[begin Listed entries]
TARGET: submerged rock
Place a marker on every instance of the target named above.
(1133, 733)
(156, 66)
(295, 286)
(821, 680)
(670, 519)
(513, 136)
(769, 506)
[end Listed entries]
### Goal:
Recast the lines above as a two-column CSV headed input and output, giving each text and its answer one row. Wrap each value in quotes as a single field and replace its line breaks with spaces.

### Solution to this exercise:
input,output
"TARGET: submerged rock Place a marker on every instance of the target named above.","(1133, 733) (156, 66) (295, 286) (821, 680) (670, 519) (513, 136) (769, 506)"